------ Task data
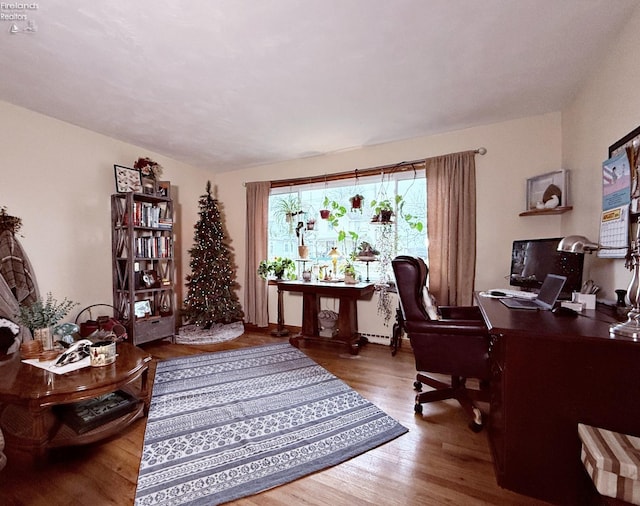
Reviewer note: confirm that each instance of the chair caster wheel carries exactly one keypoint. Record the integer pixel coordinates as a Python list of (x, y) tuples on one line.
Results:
[(476, 424)]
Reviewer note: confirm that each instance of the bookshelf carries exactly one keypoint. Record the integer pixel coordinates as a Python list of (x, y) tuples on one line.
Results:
[(143, 263)]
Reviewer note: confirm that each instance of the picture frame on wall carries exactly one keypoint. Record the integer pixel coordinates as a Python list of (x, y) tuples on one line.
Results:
[(127, 179), (548, 191)]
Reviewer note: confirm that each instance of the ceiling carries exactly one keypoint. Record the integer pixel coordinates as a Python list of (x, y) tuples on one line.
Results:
[(226, 84)]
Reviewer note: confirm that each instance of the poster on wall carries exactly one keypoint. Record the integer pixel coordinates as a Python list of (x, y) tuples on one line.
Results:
[(616, 197)]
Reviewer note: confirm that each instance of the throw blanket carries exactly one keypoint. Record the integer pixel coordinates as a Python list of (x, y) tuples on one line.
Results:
[(230, 424)]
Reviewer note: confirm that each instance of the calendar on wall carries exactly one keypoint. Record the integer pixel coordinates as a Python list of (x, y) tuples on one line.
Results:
[(620, 195), (616, 197)]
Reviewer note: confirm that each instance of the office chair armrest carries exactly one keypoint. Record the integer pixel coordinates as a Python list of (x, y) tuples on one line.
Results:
[(460, 313), (441, 327)]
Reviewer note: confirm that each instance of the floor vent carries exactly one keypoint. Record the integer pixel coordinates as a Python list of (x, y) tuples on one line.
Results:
[(376, 338)]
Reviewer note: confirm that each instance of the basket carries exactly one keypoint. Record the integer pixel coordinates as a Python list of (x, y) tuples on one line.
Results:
[(105, 324)]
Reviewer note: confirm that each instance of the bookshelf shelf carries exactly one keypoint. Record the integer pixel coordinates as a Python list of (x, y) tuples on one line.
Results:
[(143, 263)]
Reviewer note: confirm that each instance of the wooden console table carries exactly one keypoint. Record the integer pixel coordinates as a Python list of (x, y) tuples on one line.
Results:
[(28, 394), (549, 373), (347, 294)]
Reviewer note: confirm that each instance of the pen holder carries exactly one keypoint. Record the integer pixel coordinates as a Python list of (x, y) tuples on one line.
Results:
[(587, 299)]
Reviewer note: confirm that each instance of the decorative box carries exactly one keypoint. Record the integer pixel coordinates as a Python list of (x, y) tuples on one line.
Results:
[(612, 460)]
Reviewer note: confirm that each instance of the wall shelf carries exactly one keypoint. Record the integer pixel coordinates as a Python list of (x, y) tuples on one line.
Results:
[(542, 212)]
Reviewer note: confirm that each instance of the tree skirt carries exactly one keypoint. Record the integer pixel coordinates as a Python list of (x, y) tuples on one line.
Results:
[(230, 424), (218, 333)]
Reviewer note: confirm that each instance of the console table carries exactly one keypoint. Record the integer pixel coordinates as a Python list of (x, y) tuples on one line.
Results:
[(347, 294), (28, 395), (548, 374)]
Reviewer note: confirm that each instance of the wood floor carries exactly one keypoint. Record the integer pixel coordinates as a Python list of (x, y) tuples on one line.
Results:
[(439, 461)]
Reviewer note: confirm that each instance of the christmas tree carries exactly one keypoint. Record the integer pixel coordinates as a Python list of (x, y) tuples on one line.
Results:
[(211, 296)]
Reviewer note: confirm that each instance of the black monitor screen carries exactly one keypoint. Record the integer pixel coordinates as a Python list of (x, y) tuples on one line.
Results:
[(533, 259)]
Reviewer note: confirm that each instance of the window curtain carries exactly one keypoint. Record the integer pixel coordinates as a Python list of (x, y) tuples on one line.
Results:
[(451, 225), (256, 289)]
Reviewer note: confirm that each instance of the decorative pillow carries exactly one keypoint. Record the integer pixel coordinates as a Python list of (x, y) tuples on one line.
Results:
[(8, 333), (430, 304)]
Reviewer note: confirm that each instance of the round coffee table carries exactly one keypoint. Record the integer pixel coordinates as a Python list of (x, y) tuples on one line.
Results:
[(29, 394)]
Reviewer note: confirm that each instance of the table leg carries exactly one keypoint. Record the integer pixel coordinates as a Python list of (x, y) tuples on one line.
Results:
[(280, 331), (348, 324)]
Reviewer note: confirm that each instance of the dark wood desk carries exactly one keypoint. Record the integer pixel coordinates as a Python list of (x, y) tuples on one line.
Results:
[(549, 373), (347, 294)]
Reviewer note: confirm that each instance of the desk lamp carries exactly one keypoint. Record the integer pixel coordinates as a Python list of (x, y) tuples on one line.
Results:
[(580, 244), (334, 254)]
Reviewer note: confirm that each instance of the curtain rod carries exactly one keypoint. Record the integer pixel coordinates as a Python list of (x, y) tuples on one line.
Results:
[(372, 171)]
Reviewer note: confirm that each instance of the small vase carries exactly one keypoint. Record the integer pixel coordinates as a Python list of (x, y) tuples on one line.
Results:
[(45, 336)]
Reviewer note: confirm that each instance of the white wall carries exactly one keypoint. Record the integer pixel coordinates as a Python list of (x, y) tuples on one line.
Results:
[(58, 178), (605, 110)]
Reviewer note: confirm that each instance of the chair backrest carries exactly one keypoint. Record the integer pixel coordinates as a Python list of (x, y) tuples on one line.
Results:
[(411, 278)]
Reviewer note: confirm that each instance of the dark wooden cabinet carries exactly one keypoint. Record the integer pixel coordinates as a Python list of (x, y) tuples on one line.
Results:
[(549, 373), (143, 264)]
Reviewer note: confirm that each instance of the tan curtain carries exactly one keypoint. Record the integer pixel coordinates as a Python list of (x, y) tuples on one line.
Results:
[(255, 293), (451, 227)]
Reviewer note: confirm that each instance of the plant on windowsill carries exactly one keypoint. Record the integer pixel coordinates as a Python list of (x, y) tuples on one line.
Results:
[(280, 267)]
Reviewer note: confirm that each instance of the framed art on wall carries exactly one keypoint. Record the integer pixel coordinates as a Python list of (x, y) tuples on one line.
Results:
[(548, 191), (127, 179)]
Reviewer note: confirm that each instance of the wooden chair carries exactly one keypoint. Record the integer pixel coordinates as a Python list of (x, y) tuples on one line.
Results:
[(452, 341)]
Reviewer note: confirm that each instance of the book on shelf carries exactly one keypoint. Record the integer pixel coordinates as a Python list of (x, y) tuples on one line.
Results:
[(87, 415)]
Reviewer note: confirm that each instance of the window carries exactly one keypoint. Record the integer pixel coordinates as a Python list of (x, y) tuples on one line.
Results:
[(294, 216)]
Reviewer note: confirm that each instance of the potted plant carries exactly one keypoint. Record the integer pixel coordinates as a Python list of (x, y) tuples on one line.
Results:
[(40, 316), (279, 267), (286, 208), (383, 211), (356, 201), (366, 250)]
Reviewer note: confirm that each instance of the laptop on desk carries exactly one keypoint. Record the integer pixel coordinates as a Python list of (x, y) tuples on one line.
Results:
[(546, 299)]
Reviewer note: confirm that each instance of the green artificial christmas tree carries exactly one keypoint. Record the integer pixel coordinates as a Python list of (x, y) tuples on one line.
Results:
[(211, 296)]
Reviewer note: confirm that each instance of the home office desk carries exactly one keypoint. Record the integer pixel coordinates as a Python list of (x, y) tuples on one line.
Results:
[(347, 294), (549, 373)]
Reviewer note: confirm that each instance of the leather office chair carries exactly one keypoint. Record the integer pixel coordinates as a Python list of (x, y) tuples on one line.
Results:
[(456, 345)]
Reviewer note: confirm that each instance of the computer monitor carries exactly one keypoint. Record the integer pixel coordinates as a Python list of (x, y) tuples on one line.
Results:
[(533, 259)]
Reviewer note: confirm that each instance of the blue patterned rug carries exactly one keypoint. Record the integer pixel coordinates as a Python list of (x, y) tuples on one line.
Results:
[(231, 424)]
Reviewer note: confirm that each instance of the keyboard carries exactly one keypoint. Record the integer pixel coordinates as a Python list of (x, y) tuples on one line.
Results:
[(517, 293)]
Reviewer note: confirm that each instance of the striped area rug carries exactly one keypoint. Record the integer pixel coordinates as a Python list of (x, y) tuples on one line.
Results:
[(230, 424)]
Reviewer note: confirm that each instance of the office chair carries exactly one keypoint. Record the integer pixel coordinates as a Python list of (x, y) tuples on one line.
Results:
[(453, 341)]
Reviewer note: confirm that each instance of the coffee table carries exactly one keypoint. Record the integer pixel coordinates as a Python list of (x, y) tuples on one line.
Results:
[(28, 395)]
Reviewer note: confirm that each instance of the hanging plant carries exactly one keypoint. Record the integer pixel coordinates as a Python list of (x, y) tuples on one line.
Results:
[(356, 202)]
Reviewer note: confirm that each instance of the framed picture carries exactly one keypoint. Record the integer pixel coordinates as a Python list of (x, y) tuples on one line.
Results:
[(142, 308), (164, 189), (148, 279), (127, 179), (630, 144), (548, 191)]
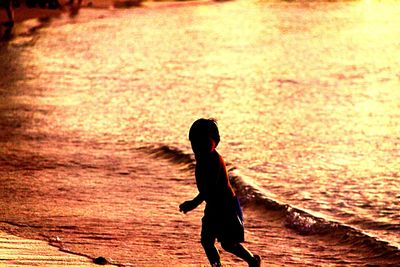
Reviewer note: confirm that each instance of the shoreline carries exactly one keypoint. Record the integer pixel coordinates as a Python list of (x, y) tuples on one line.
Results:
[(15, 250), (28, 20)]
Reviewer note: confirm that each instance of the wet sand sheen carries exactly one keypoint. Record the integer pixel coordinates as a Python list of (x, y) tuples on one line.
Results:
[(17, 251), (71, 170)]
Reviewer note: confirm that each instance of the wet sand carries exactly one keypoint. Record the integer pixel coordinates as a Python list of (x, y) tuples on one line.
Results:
[(17, 251)]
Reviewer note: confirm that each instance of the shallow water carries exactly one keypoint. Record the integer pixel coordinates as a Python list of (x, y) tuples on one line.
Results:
[(307, 98)]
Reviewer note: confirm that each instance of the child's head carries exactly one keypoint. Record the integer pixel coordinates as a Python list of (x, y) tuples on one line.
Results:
[(204, 135)]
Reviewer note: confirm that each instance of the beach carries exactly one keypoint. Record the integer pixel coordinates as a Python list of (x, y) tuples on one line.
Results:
[(95, 112), (16, 251)]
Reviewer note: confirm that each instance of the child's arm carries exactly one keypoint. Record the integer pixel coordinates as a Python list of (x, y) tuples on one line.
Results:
[(191, 204)]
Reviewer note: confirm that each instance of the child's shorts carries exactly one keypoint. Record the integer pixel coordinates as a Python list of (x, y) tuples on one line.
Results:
[(224, 224)]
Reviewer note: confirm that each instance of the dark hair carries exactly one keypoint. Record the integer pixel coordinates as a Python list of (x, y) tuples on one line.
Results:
[(204, 127)]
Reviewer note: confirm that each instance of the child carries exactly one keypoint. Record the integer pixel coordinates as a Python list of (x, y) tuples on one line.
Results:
[(222, 215)]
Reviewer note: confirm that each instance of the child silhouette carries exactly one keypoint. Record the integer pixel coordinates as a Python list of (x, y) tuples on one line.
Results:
[(222, 219)]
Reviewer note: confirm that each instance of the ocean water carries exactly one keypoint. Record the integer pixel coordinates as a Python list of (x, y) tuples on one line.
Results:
[(95, 111)]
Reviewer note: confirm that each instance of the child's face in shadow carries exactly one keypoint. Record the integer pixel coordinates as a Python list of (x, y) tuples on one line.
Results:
[(203, 146)]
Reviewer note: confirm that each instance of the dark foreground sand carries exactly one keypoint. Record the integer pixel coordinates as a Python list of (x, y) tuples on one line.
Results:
[(16, 251)]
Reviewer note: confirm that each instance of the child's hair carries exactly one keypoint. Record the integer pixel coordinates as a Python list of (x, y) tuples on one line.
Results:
[(204, 127)]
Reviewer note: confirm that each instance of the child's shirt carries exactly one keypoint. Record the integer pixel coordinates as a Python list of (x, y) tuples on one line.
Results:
[(213, 182)]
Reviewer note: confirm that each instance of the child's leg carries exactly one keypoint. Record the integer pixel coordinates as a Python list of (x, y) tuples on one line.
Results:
[(242, 252), (211, 251)]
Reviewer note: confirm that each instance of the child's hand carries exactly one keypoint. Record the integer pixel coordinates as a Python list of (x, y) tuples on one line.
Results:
[(187, 206)]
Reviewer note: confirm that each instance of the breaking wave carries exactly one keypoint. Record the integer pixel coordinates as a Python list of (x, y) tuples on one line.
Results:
[(294, 218)]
------------
# [What to do]
For each line of the listing that holds the word "curtain", show that line.

# [Reply to the task]
Reviewer note: confirm that each instance of the window curtain carries exactly one keypoint. Record the integer pixel coordinates as a Python list of (x, y) tuples on one line.
Reviewer note: confirm that each instance of the curtain rod carries exactly one keypoint. Record the integer pixel coordinates as a Python list of (x, y) tuples on one line.
Reviewer note: confirm that each instance of the tan curtain carries exactly one keypoint. Record the integer pixel coordinates as a Python list of (x, y) tuples on one line.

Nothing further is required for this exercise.